Problem to work on
Copy everything from "Sprite to vram, aligned" down to "passed basic style." in the blitter challenge thread, substituting "system RAM" for "sram".

Passage

#####

Qbasicnews.com

QbasicNews.Com => Challenges => Topic started by: Blitz on April 13, 2003, 09:50:01 AM



Title: Who's up for a real challenge?
Post by: Blitz on April 13, 2003, 09:50:01 AM
Code the fastest transparent blitter you can for a 486. You're not restricted to any rules or languages. Do it as you please. It will run on a 486 DX4 100 mhz with 33 mhz bus. The video chip is an old cirrius logic on a 16 bit, 8 mhz (?) ISA bus.

The following tests will be performed.
Sprite to vram, aligned
Sprite to sram, aligned
Sprite to vram, unaligned
Sprite to sram, unaligned

The code has to be in by 18-04-2003 (friday). My mail is blitz_dotnet@hotmail.com


Title: Who's up for a real challenge?
Post by: Blitz on April 13, 2003, 09:54:38 AM
Oh yeah, the arguments are passed basic style.

Blit ( seg dst as any, byval x as integer, y as integer, seg src as any )
Blit ( byval dst as long, byval x as integer, y as integer, seg src as any )

Where dst is pointer to 64000 bytes, either vram or a backbuffer. And src is qb style sprite where first byte 0-1 is width*8 and byte 2-3 is height.

The transparent color is 0.


Title: Who's up for a real challenge?
Post by: Kackurot on April 13, 2003, 04:37:53 PM
Can RLE be used? compiled?

#####

Stored records
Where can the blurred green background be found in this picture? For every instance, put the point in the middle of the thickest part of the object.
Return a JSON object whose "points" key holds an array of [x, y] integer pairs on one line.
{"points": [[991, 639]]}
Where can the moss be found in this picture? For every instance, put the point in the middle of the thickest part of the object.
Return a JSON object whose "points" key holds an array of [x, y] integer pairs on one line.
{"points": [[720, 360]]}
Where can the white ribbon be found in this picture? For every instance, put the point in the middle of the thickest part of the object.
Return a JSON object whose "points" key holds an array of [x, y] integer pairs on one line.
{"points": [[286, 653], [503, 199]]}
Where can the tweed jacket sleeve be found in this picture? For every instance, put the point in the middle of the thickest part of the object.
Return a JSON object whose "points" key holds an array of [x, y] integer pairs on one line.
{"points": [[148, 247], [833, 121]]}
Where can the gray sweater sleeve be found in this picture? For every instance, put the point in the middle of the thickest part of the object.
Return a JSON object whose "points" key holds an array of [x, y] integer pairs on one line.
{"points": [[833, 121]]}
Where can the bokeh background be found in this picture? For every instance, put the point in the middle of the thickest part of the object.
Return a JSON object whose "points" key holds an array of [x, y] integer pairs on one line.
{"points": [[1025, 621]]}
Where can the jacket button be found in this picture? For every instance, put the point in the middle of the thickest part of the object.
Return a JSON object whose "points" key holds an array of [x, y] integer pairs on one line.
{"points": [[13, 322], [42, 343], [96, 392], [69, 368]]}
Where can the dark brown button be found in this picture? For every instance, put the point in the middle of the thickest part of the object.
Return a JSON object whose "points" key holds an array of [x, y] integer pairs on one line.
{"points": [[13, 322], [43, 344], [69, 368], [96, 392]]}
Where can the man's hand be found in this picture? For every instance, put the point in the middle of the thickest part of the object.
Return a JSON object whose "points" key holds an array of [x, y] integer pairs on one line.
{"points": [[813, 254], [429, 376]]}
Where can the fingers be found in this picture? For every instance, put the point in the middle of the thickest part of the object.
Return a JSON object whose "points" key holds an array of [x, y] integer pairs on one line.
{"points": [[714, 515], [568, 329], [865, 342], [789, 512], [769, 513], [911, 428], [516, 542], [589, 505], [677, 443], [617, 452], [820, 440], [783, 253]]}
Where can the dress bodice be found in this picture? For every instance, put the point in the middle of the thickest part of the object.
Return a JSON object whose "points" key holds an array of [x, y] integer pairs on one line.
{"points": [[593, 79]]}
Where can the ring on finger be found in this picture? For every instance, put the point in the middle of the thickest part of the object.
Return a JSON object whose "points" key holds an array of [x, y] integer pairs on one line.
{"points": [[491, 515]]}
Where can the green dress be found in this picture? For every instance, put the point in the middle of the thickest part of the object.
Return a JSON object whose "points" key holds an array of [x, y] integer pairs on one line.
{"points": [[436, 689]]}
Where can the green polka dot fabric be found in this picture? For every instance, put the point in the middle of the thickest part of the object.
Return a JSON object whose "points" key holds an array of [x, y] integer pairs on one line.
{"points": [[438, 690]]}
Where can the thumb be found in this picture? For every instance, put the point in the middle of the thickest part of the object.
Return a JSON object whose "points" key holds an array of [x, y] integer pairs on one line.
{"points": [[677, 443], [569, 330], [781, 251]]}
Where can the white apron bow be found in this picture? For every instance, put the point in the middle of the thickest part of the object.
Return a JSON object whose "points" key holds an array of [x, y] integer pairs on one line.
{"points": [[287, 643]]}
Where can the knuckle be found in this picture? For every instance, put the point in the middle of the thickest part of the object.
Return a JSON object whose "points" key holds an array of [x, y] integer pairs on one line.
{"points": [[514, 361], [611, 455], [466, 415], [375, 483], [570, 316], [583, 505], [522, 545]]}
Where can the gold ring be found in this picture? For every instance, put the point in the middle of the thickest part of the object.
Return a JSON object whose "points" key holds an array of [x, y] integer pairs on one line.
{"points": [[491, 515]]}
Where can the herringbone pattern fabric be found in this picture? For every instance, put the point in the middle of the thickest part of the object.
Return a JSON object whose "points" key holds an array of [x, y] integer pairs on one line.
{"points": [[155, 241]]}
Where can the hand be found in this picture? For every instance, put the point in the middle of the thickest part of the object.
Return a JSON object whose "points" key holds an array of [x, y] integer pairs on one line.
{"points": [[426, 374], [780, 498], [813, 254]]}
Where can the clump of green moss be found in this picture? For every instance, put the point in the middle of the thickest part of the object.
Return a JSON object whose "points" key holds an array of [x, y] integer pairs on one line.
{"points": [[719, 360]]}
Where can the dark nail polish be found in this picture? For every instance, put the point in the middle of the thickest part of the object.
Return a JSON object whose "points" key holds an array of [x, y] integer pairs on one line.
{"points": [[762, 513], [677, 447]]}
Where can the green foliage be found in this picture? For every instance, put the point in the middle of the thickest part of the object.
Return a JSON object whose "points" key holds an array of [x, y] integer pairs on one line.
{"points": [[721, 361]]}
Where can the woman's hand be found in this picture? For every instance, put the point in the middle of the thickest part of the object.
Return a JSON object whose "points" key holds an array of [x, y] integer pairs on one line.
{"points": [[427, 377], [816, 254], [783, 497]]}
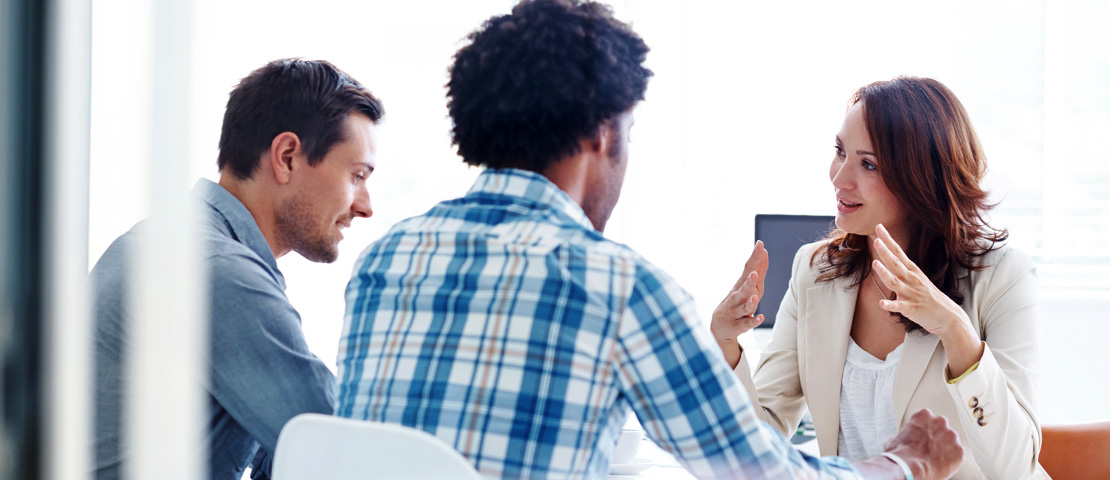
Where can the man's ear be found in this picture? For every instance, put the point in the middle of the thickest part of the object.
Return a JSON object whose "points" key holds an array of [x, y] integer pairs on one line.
{"points": [[283, 149], [602, 138]]}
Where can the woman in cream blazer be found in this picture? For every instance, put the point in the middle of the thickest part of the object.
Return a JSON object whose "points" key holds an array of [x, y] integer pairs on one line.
{"points": [[930, 287]]}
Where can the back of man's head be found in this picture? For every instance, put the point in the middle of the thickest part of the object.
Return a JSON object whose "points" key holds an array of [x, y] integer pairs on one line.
{"points": [[531, 85], [310, 98]]}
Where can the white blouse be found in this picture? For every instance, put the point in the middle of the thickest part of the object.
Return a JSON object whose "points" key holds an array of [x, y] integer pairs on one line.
{"points": [[867, 409]]}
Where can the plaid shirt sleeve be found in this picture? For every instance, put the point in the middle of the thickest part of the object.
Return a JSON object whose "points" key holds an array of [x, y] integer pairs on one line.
{"points": [[684, 393]]}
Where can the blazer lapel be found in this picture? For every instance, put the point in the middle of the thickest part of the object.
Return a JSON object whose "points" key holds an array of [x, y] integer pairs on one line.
{"points": [[917, 352], [829, 310]]}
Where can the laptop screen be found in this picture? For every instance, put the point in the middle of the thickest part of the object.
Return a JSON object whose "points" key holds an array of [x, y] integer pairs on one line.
{"points": [[784, 236]]}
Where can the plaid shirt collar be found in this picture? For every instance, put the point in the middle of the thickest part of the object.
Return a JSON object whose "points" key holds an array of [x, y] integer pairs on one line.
{"points": [[530, 189]]}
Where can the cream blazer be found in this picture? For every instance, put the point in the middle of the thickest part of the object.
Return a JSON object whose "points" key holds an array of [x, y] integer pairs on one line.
{"points": [[804, 363]]}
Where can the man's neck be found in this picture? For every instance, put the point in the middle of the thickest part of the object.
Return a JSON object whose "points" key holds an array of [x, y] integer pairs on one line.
{"points": [[260, 203]]}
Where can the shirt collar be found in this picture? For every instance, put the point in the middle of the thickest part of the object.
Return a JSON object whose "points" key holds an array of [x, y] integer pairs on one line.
{"points": [[239, 220], [532, 187]]}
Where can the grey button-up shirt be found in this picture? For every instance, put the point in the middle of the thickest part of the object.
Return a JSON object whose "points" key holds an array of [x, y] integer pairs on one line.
{"points": [[261, 372]]}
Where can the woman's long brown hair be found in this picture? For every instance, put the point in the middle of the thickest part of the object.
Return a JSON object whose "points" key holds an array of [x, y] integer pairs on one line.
{"points": [[930, 160]]}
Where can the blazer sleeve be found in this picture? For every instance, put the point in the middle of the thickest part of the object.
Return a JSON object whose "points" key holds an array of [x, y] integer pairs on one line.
{"points": [[997, 400], [776, 387]]}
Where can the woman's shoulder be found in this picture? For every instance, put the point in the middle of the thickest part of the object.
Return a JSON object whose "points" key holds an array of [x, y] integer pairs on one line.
{"points": [[808, 260], [1005, 261]]}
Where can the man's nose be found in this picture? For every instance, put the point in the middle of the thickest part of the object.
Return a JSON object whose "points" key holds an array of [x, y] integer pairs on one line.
{"points": [[361, 206]]}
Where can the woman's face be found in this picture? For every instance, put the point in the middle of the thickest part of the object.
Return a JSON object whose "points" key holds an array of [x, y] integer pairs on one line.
{"points": [[863, 199]]}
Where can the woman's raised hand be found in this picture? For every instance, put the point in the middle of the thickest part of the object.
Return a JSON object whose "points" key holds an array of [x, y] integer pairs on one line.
{"points": [[736, 312]]}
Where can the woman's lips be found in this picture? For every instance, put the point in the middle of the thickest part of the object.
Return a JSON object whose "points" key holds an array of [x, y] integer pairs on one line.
{"points": [[844, 207]]}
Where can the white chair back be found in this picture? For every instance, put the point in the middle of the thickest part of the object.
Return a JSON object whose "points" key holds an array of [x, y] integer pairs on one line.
{"points": [[313, 446]]}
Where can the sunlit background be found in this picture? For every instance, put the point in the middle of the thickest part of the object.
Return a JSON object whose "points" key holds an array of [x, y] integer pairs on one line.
{"points": [[738, 120]]}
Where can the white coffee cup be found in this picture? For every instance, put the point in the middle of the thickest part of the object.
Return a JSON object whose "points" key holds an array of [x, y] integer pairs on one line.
{"points": [[627, 446]]}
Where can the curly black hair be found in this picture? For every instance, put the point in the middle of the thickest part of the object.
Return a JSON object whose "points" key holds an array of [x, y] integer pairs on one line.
{"points": [[533, 83], [310, 98]]}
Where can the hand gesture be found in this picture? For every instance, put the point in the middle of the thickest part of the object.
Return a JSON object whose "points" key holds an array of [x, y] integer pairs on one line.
{"points": [[929, 447], [925, 305], [735, 313], [918, 299]]}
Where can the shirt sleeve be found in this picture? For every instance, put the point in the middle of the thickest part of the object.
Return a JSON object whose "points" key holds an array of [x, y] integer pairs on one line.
{"points": [[262, 371], [687, 398], [997, 398]]}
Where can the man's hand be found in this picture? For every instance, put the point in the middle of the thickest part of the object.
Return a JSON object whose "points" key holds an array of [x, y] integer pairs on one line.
{"points": [[929, 447], [734, 316]]}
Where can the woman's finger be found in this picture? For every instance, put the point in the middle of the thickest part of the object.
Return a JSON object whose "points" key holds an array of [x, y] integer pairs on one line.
{"points": [[894, 247]]}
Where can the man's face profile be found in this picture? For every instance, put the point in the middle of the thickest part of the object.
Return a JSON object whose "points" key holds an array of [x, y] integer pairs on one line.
{"points": [[330, 195]]}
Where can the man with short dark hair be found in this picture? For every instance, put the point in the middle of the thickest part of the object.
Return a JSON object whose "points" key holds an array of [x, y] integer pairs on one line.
{"points": [[506, 325], [296, 147]]}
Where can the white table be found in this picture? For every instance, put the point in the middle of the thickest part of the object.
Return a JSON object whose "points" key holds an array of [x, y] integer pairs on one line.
{"points": [[667, 468]]}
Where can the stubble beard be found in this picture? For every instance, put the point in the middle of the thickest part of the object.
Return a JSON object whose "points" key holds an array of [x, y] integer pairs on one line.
{"points": [[299, 231]]}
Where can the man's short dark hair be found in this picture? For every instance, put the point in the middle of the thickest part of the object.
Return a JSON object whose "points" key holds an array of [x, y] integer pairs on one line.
{"points": [[310, 98], [533, 83]]}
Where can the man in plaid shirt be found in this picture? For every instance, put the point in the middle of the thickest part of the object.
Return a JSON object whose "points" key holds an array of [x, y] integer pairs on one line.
{"points": [[506, 325]]}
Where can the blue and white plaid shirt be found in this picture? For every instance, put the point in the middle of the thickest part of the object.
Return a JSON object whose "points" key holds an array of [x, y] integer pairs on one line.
{"points": [[503, 323]]}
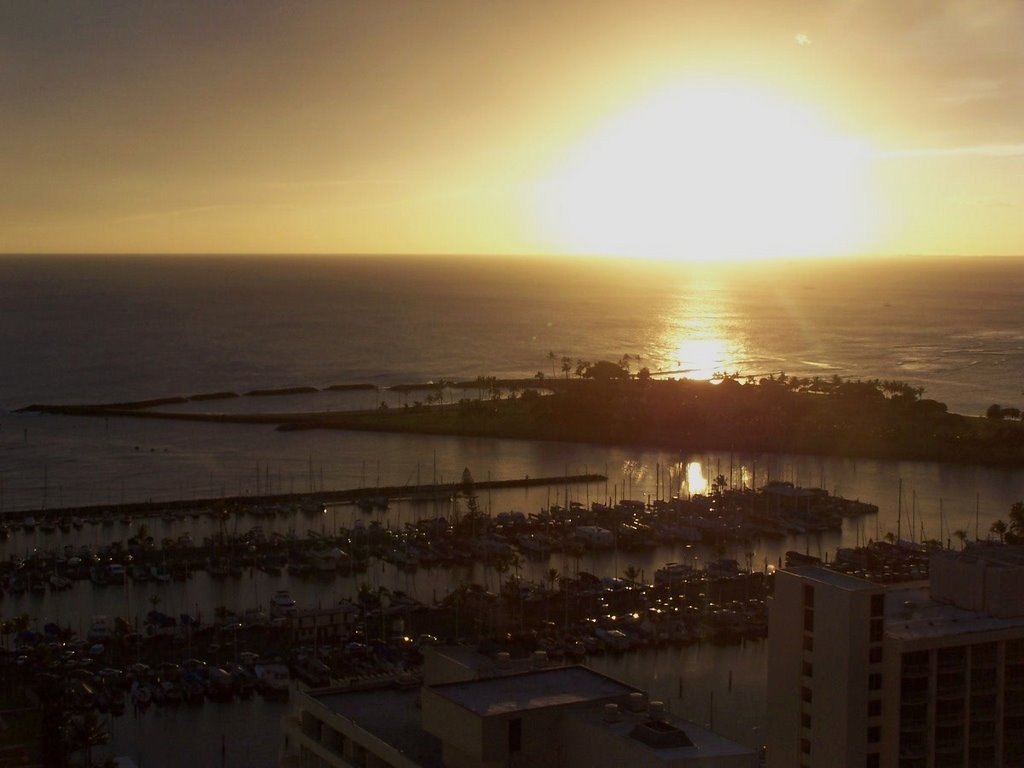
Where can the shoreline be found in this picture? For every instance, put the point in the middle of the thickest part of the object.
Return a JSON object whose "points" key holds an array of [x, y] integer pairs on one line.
{"points": [[866, 420]]}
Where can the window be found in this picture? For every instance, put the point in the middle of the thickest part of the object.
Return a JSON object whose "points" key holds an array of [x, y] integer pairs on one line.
{"points": [[515, 734], [878, 628], [878, 605]]}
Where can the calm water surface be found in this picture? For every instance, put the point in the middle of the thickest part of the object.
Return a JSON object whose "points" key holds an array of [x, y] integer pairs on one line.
{"points": [[88, 330]]}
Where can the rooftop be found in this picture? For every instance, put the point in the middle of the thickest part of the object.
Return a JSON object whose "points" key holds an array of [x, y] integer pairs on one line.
{"points": [[690, 739], [910, 613], [391, 716], [990, 553], [532, 690], [834, 578]]}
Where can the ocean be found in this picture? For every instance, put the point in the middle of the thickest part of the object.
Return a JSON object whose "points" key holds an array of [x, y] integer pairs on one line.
{"points": [[87, 329]]}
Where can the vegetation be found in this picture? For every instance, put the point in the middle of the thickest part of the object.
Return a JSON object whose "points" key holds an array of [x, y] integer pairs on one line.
{"points": [[604, 402]]}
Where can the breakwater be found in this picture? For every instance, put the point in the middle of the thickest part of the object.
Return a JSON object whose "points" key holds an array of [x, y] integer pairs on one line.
{"points": [[343, 496]]}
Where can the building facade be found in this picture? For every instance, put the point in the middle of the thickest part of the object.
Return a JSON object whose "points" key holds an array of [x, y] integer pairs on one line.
{"points": [[929, 675]]}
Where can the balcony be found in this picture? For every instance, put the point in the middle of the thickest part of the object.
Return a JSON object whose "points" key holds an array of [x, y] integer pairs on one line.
{"points": [[950, 692], [914, 671]]}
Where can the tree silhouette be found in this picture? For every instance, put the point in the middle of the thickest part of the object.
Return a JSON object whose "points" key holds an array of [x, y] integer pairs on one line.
{"points": [[1017, 519], [961, 535], [999, 528]]}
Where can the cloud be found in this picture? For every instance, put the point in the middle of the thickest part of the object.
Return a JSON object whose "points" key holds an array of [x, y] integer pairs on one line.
{"points": [[979, 151]]}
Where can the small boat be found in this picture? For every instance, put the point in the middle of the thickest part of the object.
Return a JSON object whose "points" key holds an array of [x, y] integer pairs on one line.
{"points": [[272, 680], [282, 604]]}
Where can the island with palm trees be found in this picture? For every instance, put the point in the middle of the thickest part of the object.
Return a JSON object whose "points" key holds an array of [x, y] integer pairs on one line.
{"points": [[604, 403]]}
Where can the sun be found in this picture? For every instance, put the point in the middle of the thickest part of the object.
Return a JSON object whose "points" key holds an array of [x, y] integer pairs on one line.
{"points": [[710, 171]]}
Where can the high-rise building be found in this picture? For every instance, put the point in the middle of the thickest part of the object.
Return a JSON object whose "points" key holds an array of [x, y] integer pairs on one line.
{"points": [[919, 675]]}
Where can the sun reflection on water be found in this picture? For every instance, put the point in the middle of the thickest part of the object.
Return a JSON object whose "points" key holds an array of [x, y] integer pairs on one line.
{"points": [[695, 481]]}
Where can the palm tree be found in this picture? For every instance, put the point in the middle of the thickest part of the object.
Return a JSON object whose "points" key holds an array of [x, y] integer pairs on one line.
{"points": [[1017, 519], [999, 528]]}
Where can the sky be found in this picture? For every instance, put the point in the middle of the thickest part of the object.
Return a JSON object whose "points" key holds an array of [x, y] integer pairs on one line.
{"points": [[688, 130]]}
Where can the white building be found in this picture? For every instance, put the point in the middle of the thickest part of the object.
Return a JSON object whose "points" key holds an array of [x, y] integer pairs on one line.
{"points": [[923, 675], [492, 715]]}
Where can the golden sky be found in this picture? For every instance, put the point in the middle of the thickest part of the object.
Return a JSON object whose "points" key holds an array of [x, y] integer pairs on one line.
{"points": [[677, 129]]}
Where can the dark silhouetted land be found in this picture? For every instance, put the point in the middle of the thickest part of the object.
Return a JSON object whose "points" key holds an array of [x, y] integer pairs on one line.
{"points": [[881, 420]]}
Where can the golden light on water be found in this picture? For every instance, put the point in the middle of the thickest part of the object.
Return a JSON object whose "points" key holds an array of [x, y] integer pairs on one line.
{"points": [[695, 481], [701, 358], [711, 171]]}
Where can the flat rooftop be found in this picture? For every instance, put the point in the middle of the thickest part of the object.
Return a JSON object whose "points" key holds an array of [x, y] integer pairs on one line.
{"points": [[704, 743], [834, 579], [532, 690], [391, 716], [910, 614], [990, 553]]}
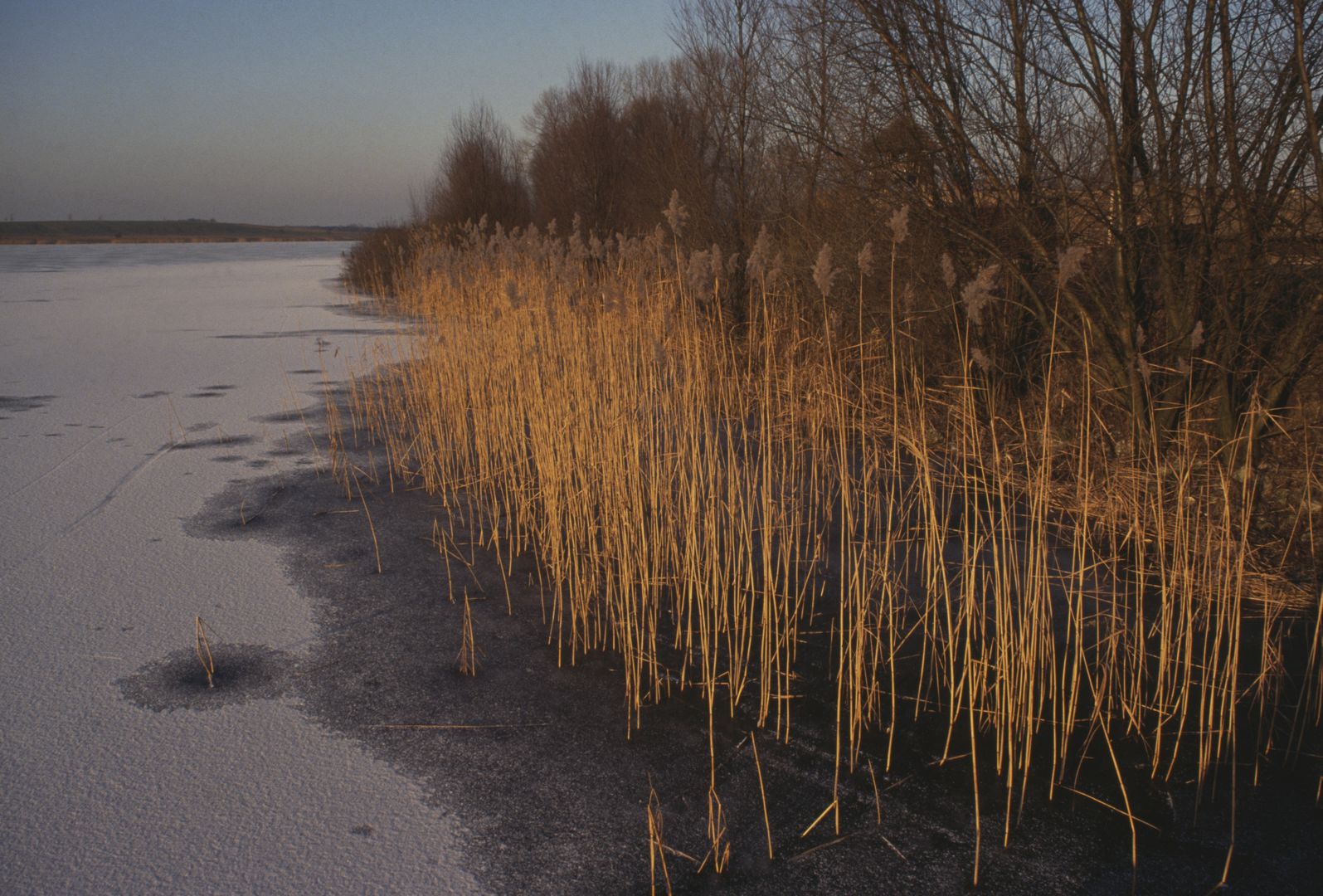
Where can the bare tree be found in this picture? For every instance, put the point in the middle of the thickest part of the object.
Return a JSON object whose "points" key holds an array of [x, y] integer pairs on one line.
{"points": [[479, 173]]}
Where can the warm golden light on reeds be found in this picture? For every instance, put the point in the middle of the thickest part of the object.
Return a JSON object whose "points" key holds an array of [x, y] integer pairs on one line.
{"points": [[700, 500]]}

#####

Solution to this problem
Sprite to vram, aligned
Sprite to system RAM, aligned
Sprite to vram, unaligned
Sprite to system RAM, unaligned

The code has to be in by 18-04-2003 (friday). My mail is blitz_dotnet@hotmail.com


Title: Who's up for a real challenge?
Post by: Blitz on April 13, 2003, 09:54:38 AM
Oh yeah, the arguments are passed basic style.